12/03/10-by Bridgette P. LaVictoire
Continuing their support of the Alliance Defense Fund and opposing LGBT rights and the rule of scientific method, the Foundation for Individual Rights in Education has filed an amicus brief in support of KKK backed Augusta State University student Jennifer Keeton. The claim is that, by requiring Ms Keeton to undergo “diversity sensitivity training’ and remediation assignments, the university violated Ms Keeton’s First Amendment rights while ignoring the fact that her religious beliefs are in direct contradiction with the Diagnostic and Statistical Manuel IV, and the professional standards of her chosen career.
Jennifer Keeton is proponent of reparative therapy, and would council her lesbian and gay clients that their ‘lifestyle choice’ was sinful and to change despite the fact that the accurate and scientific data shows that this is not the case. Keeton is represented by the ADF, and has so far lost her case.

Natural-language object grounding data:
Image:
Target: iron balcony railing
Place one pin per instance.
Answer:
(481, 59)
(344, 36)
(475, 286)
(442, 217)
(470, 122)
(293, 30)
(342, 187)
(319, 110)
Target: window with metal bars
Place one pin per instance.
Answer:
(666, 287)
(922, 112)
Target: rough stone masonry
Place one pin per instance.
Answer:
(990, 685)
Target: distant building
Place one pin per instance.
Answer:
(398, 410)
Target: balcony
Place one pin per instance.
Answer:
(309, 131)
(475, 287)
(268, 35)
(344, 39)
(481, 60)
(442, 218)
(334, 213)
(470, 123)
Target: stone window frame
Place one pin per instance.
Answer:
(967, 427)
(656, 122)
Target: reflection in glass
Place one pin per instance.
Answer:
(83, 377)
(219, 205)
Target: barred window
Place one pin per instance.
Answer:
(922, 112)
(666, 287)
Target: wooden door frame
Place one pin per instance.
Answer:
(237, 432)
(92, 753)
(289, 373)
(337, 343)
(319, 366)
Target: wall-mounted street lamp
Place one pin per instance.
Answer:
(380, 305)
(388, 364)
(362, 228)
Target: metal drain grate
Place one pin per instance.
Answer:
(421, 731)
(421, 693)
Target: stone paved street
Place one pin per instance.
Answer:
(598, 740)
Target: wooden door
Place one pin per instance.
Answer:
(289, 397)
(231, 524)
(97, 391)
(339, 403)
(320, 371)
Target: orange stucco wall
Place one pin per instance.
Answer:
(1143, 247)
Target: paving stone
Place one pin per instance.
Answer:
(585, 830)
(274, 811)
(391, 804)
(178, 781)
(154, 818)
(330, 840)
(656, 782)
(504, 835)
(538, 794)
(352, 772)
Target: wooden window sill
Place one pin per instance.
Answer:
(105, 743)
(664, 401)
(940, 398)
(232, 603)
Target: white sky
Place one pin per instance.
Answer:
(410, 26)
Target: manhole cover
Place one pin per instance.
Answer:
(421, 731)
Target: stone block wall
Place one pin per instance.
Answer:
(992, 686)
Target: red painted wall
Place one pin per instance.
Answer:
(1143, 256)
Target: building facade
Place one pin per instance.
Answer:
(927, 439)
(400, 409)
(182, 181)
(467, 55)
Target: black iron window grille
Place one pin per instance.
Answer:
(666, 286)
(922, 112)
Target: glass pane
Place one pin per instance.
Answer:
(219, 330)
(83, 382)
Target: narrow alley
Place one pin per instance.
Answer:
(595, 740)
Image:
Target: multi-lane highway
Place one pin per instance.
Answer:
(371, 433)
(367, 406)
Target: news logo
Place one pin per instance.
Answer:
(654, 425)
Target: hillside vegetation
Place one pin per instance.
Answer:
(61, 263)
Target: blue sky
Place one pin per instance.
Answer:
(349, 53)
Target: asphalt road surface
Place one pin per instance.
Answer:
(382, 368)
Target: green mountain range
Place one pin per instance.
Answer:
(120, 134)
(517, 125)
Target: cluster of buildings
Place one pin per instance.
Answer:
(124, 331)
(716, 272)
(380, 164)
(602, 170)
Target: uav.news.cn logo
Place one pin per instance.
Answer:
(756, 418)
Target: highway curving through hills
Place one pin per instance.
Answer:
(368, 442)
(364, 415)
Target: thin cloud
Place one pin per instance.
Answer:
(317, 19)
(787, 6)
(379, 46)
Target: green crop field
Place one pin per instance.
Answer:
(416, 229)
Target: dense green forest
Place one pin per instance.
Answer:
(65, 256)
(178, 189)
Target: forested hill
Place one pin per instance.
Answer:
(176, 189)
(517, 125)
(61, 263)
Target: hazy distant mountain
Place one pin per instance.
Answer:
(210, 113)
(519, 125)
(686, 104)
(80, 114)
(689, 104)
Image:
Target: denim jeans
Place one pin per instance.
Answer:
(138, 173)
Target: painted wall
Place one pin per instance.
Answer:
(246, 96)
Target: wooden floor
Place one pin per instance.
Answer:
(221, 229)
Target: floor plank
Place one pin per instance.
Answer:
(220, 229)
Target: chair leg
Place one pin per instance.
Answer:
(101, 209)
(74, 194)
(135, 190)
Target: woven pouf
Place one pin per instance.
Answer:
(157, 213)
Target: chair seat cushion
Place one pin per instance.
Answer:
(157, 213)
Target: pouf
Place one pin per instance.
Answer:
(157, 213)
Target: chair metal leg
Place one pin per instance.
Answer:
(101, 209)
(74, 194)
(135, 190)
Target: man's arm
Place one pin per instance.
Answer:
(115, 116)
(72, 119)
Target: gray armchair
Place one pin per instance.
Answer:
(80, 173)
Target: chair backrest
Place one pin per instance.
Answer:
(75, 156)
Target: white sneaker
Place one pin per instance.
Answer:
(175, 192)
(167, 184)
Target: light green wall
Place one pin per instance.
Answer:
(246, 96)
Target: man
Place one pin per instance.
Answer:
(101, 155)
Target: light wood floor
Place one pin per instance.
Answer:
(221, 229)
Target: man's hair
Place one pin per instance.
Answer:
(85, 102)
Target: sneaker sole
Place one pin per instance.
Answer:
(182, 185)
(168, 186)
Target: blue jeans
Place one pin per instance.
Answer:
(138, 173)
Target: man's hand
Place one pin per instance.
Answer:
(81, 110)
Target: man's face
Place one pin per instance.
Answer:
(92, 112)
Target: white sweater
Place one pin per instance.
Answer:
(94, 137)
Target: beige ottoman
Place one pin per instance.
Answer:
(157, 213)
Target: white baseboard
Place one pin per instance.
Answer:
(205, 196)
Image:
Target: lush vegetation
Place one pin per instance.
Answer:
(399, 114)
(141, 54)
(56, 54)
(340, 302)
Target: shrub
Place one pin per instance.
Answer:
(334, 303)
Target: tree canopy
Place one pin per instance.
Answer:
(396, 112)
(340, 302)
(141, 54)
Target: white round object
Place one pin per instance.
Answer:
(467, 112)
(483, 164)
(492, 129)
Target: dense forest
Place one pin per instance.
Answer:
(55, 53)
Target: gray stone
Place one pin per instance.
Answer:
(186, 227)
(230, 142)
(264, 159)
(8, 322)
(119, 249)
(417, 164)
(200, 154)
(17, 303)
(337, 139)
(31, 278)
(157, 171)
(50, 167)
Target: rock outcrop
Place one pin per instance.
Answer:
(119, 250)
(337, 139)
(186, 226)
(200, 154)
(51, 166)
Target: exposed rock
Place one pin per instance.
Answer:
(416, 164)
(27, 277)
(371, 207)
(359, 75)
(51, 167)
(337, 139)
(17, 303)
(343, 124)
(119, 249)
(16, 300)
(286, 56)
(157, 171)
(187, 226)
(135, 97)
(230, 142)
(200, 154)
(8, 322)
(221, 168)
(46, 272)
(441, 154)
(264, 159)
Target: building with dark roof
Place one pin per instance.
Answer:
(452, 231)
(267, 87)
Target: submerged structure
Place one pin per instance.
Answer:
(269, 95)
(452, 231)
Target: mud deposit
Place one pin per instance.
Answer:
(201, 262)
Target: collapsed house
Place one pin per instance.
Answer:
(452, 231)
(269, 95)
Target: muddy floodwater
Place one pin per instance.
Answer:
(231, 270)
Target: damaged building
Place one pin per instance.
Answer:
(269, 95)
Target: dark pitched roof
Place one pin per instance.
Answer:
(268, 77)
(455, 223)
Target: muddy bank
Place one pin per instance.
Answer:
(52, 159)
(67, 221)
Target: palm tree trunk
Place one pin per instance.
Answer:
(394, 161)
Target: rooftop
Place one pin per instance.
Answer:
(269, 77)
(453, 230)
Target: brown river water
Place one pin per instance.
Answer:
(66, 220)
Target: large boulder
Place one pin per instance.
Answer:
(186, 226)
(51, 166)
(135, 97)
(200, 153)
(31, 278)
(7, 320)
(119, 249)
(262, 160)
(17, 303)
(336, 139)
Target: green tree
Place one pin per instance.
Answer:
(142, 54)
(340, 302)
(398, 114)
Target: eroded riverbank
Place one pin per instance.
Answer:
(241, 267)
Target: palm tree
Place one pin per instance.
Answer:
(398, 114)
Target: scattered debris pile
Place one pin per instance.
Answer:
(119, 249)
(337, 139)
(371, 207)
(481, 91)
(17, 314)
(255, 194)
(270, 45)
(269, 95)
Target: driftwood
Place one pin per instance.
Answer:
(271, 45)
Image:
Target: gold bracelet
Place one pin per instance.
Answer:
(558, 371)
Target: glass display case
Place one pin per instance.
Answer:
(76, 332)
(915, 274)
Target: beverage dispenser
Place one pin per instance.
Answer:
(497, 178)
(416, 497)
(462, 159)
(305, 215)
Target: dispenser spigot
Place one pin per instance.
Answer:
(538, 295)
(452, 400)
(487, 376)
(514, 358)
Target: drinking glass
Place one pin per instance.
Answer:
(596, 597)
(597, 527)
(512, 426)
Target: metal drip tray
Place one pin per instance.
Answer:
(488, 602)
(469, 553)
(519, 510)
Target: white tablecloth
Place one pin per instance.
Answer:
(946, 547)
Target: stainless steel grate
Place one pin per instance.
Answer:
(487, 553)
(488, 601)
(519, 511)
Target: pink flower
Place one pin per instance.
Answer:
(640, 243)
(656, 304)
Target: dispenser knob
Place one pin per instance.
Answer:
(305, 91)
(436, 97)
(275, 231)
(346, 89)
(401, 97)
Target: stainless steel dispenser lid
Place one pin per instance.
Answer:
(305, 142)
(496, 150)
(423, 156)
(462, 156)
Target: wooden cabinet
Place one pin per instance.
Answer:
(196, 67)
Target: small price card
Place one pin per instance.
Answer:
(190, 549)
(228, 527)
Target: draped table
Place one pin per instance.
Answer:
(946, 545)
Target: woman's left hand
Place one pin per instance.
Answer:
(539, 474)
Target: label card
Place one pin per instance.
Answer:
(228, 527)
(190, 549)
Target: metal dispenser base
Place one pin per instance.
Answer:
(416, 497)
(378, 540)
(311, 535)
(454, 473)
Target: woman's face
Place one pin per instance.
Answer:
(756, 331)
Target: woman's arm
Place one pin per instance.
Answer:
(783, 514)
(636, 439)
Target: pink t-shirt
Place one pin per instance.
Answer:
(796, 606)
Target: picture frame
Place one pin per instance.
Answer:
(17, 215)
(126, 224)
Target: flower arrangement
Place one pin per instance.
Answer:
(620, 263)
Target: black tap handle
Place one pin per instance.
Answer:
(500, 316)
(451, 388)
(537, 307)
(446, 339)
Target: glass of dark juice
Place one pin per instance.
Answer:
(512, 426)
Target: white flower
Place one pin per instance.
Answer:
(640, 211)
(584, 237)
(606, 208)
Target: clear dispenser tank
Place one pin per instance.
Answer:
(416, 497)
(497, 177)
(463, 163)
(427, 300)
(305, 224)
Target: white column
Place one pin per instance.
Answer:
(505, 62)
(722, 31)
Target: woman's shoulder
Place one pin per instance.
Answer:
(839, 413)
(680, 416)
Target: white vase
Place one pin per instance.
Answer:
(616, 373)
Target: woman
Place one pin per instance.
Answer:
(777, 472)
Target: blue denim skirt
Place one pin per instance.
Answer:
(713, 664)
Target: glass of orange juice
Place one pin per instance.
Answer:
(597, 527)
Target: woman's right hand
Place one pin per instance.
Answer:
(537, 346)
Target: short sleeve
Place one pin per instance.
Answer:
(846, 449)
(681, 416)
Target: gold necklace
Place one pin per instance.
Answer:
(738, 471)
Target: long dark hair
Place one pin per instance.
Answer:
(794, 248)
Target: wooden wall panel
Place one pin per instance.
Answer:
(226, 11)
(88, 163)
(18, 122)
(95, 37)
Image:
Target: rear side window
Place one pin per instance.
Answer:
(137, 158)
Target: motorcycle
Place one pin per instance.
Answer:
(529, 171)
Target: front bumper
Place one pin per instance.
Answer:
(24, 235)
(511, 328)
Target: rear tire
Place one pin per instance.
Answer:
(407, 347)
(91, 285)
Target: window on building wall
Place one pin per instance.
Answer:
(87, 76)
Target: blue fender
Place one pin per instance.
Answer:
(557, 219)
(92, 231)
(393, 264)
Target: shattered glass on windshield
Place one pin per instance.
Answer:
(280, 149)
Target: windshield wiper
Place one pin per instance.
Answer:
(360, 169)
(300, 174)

_TASKS FOR THIS EXERCISE_
1. In the article about Jennifer Keeton, who represents Keeton?
2. Summarize the article about Jennifer Keeton in two sentences.
3. Based on the article about Jennifer Keeton, answer yes or no to each statement and quote the deciding words:
(a) The Foundation for Individual Rights in Education filed an amicus brief supporting Keeton.
(b) Keeton has won her case.
(c) Keeton is a student at Augusta State University.
The listing plays no part in this work.

_RESULTS_
1. The ADF (Alliance Defense Fund) represents her.

2. The Foundation for Individual Rights in Education has filed an amicus brief supporting Augusta State University student Jennifer Keeton, claiming the university violated her First Amendment rights by requiring diversity sensitivity training and remediation assignments. The article says Keeton supports reparative therapy and would counsel gay and lesbian clients to change, and notes that she is represented by the ADF and has so far lost her case.

3.
(a) Yes: "the Foundation for Individual Rights in Education has filed an amicus brief in support of"
(b) No: "has so far lost her case"
(c) Yes: "Augusta State University student Jennifer Keeton"